• Excerpted passage:
--- --- ---

Speech was already known to be localized in the left hemisphere, instead of spread out over both hemispheres. Jaynes suggests that the right hemisphere’s lack of language capacity is because it used to be used for something else — specifically, it was the source of admonitory messages funneled to the speech centers on the left side of the brain. These manifested themselves as hallucinations that helped guide humans through situations that required complex responses — decisions of statecraft, for instance, or whether to go on a risky journey.

The combination of instinct and voices — that is, the bicameral mind — would have allowed humans to manage for quite some time, as long as their societies were rigidly hierarchical, Jaynes writes. But about 3,000 years ago, stress from overpopulation, natural disasters, and wars overwhelmed the voices’ rather limited capabilities. At that point, in the breakdown of the bicameral mind, bits and pieces of the conscious mind would have come to awareness, as the voices mostly died away. That led to a more flexible, though more existentially daunting, way of coping with the decisions of everyday life — one better suited to the chaos that ensued when the gods went silent. By The Odyssey, the characters are capable of something like interior thought, he says. The modern mind, with its internal narrative and longing for direction from a higher power, appear.

--- --- ---

• Data provided:
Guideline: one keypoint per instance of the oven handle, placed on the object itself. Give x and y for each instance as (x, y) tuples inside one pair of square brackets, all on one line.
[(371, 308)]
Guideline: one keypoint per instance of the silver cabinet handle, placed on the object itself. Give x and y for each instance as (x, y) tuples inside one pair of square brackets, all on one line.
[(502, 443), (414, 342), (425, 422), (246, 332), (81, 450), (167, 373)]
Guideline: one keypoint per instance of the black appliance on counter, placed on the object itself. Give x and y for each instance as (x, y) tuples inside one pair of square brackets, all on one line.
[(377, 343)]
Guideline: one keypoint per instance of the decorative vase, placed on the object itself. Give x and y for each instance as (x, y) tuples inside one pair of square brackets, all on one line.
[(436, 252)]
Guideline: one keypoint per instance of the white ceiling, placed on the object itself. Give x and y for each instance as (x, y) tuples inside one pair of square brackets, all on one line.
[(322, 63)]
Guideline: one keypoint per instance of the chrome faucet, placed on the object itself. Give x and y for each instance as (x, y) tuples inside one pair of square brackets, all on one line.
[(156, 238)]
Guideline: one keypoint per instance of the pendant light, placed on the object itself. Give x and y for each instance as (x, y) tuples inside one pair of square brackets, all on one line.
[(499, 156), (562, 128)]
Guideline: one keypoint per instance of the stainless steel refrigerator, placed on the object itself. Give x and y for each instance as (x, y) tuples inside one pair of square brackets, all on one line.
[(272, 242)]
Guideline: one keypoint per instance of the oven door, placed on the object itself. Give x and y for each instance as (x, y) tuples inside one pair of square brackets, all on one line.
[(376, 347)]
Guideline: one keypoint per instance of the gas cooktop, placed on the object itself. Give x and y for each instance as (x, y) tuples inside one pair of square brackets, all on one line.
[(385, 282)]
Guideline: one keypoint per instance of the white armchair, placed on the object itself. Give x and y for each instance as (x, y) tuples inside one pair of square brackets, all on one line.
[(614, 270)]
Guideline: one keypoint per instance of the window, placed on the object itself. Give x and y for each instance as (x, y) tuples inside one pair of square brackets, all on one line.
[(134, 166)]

--- --- ---

• Required action A: In the passage on the bicameral mind, what did Jaynes say the right hemisphere was the source of?
• Required action B: Rewrite the passage on the bicameral mind from "The combination of" up to and including "higher power, appear.", swapping "overpopulation" for "famine".
• Required action C: Continue the passage on the bicameral mind after its final sentence.

• Your response A: Admonitory messages funneled to the speech centers on the left side of the brain.

• Your response B:
The combination of instinct and voices — that is, the bicameral mind — would have allowed humans to manage for quite some time, as long as their societies were rigidly hierarchical, Jaynes writes. But about 3,000 years ago, stress from famine, natural disasters, and wars overwhelmed the voices’ rather limited capabilities. At that point, in the breakdown of the bicameral mind, bits and pieces of the conscious mind would have come to awareness, as the voices mostly died away. That led to a more flexible, though more existentially daunting, way of coping with the decisions of everyday life — one better suited to the chaos that ensued when the gods went silent. By The Odyssey, the characters are capable of something like interior thought, he says. The modern mind, with its internal narrative and longing for direction from a higher power, appear.

• Your response C:
Comments

  1. Grasspunk says:

    Under his theory, would there be bicameral folk running around today?

  2. Alex J. says:

    3,000 years is not that long ago, evolutionarily speaking. Native Americans, Aboriginal Australians, Andaman Islanders, Bushmen, etc. would not show changes that happened that recently. Perhaps Jaynes’ suggested changes are not genetic, and a modern person raised in an ancient environment would have a bicameral mind again?

    (Oh, to study the Sentinelese…)

  3. Jaynes’ theory is entirely unrelated to genetic changes, Alex. You are correct, though, that one of its weaknesses is that there are no humans left with bicameral minds despite many groups not having undergone the societal and environmental changes that he posits were its undoing.

  4. Eli says:

    How about comparing animals? Wild animals that “know” when to migrate, where to migrate to? What route to take? Domesticated animals do not show this trait, nor do F1 feral animals. I can think of Canadian geese that needed to be shown how though, so maybe not?

  5. R. says:

    Jaynes’ theory is entirely unrelated to genetic changes, Alex. You are correct, though, that one of its weaknesses is that there are no humans left with bicameral minds despite many groups not having undergone the societal and environmental changes that he posits were its undoing.

    It's not. He posits that genes played a role in its disappearance.

    Also, it could be argued that the bicameral mind is a liability even for hunter-gatherers, so one can imagine it being on retreat for quite some time everywhere.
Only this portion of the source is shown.